### Given passage

“Steady as she slows – Part IV”

Synchronised slowdowns in monthly UK and EA mortgage flows are accelerating

The key chart

Monthly mortgage flows (3m MVA) as a multiple of pre-pandemic average flows
(Source: BoE; ECB; CMMP)

The key message

Current trends in the euro area (EA) and UK mortgage markets provide little cheer for investors hoping for a growth recovery in the regions.

The synchronised slowdown highlighted last month accelerated further in December 2022. Monthly mortgage flows have fallen below their respective pre-pandemic averages in both cases. The rate of slowdown is particularly sharp in the EA.

Given that mortgage demand typically displays a co-incident relationship with real GDP, the message from the UK and EA money sectors is one of rising risks to the economic outlook – the challenging context for central bank decisions this week.

######
### Exercise data

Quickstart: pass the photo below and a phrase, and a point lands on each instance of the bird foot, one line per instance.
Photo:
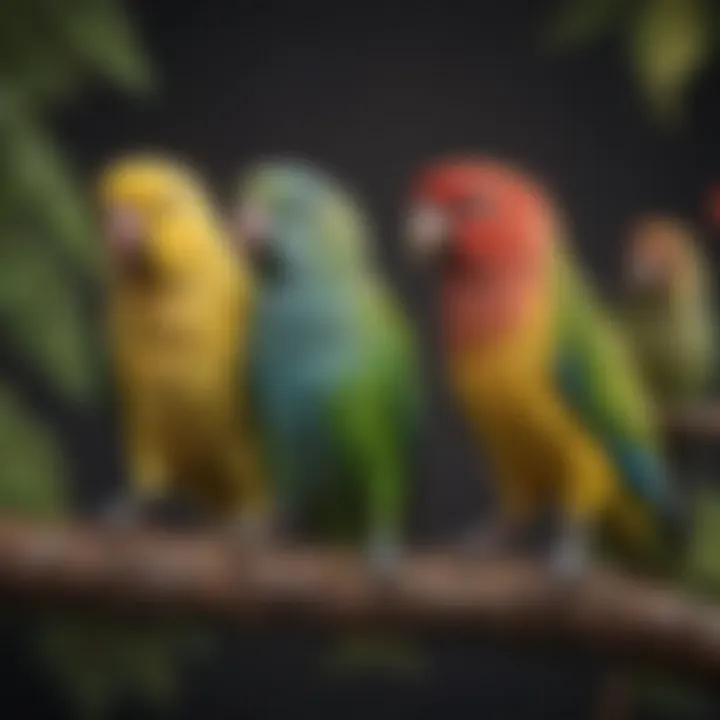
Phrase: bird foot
(123, 513)
(384, 557)
(484, 542)
(569, 558)
(253, 531)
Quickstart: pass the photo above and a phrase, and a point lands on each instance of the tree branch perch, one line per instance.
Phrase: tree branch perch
(130, 571)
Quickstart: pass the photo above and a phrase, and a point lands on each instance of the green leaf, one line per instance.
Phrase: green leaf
(101, 34)
(670, 45)
(42, 318)
(42, 188)
(98, 659)
(33, 475)
(580, 22)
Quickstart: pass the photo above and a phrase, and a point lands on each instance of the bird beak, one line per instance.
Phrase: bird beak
(125, 232)
(253, 232)
(250, 228)
(647, 272)
(426, 232)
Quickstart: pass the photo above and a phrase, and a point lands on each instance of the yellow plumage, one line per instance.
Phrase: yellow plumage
(178, 333)
(541, 452)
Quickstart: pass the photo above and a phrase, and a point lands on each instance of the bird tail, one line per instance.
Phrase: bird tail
(359, 654)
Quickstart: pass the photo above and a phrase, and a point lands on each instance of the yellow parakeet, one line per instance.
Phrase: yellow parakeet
(179, 309)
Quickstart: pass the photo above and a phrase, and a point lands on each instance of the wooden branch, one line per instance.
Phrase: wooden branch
(619, 618)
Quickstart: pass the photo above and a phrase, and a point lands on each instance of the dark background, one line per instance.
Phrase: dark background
(371, 94)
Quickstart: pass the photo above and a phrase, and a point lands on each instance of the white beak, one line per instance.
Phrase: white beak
(251, 225)
(426, 231)
(125, 229)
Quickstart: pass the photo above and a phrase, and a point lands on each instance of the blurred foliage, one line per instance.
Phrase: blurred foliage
(33, 481)
(50, 50)
(106, 664)
(668, 43)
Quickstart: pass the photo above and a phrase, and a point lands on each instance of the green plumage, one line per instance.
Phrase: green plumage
(335, 372)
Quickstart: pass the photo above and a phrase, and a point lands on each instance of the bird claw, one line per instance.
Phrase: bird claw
(484, 543)
(122, 513)
(253, 530)
(384, 557)
(569, 559)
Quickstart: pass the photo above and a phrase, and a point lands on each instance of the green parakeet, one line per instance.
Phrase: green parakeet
(335, 374)
(668, 310)
(334, 370)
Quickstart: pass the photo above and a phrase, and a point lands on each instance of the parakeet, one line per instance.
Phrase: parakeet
(334, 371)
(668, 310)
(180, 302)
(539, 369)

######

Assigned task 1: Translate this sentence from the mortgage flows text into Spanish: "Monthly mortgage flows have fallen below their respective pre-pandemic averages in both cases."
Assigned task 2: Please carry on the mortgage flows text past its final sentence.
This material has no connection to the mortgage flows text.

Response box 1: Los flujos hipotecarios mensuales han caído por debajo de sus respectivos promedios prepandémicos en ambos casos.

Response box 2:
Monthly mortgage flows – the key trends

Monthly mortgage flows have fallen below their pre-pandemic levels in both regions (see key chart above). The 3m MVA of monthly mortgage flows in the EA (€7.2bn) has fallen to only 0.58x the pre-pandemic flow (€12.5bn). In the UK, the 3m MVA of mortgage flows (£3.7bn) fell to 0.95x the pre-pandemic flow (£3.9bn). This was the first time that the UK’s monthly mortgage flow has fallen below its pre-pandemic average since December 2021.

The rate of slowdown in mortgage lending flows is particularly sharp in the EA. Flows have fallen from €26bn in June 2022 (2.02x pre-pandemic average) to €7bn in December 2022 (0.58x pre-pandemic average). This compares with respective multiples of 1.32x (June) and 0.95x (December) for UK mortgage flows.

Monthly mortgage flows – the UK details

Monthly mortgage flows (£bn) and annual growth rate in outstanding stock (RHS)
(Source: BoE; CMMP)

Monthly UK mortgage flows fell to 3.2bn in December 2022 down from £4.3bn in November 2022 (see chart above). December’s flow was only 0.83x the pre-pandemic average flow of £3.9bn and below the recent March 2022 peak of £7.5bn (1.9x pre-pandemic flows).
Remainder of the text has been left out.